:: Énoncé du problème ::
Imprimez le résumé du film en entier, sans rien y changer.

Le film commence réellement quand Mariem et Fares décident de partir avec leur fils au sud du pays pour un weekend détente. Sur la route, leur voiture est ciblée par un groupe de terroristes, le petit Aziz est touché par une balle et se trouve grièvement blessé. Commence alors un long cauchemar au cours duquel la vie du couple sera complètement bouleversée…
Aziz est emmené d’urgence à l’hôpital régional de Tataouine; il a besoin d’une transplantation hépatique. Suite à une série d’analyses et d’examens pour déterminer qui des deux parents est le plus compatible pour le don, on découvre que Fares n’est pas le père biologique. Le film prend à partir de ce point une toute autre tournure et s’emplit d’une charge émotionnelle incroyablement incarnée par un duo d’acteurs de choc.

:: Enregistrements fournis ::
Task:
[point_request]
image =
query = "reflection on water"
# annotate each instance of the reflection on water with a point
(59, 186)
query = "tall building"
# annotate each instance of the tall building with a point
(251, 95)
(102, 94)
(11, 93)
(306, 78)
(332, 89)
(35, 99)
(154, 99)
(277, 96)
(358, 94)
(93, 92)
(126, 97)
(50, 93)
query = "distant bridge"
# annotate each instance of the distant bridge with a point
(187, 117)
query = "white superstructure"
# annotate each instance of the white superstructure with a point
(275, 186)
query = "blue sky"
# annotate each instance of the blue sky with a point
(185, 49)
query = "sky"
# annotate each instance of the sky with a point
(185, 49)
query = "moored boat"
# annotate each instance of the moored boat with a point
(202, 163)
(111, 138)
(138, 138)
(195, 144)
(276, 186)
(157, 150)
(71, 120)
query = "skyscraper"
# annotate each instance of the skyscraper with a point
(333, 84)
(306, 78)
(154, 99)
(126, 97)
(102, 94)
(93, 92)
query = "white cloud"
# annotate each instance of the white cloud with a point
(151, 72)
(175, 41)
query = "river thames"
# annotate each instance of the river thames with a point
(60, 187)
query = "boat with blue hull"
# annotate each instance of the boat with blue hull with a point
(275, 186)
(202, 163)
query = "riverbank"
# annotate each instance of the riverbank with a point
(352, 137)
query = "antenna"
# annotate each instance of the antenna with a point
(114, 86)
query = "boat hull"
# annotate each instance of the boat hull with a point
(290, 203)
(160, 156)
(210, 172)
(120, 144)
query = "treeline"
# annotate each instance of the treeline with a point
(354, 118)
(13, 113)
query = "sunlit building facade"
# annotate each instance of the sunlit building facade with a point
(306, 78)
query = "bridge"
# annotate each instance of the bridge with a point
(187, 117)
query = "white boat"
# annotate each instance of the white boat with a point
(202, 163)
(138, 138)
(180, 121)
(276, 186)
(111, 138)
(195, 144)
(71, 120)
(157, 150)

:: Réponse attendue ::
Le film commence réellement quand Mariem et Fares décident de partir avec leur fils au sud du pays pour un weekend détente. Sur la route, leur voiture est ciblée par un groupe de terroristes, le petit Aziz est touché par une balle et se trouve grièvement blessé. Commence alors un long cauchemar au cours duquel la vie du couple sera complètement bouleversée…
Aziz est emmené d’urgence à l’hôpital régional de Tataouine; il a besoin d’une transplantation hépatique. Suite à une série d’analyses et d’examens pour déterminer qui des deux parents est le plus compatible pour le don, on découvre que Fares n’est pas le père biologique. Le film prend à partir de ce point une toute autre tournure et s’emplit d’une charge émotionnelle incroyablement incarnée par un duo d’acteurs de choc.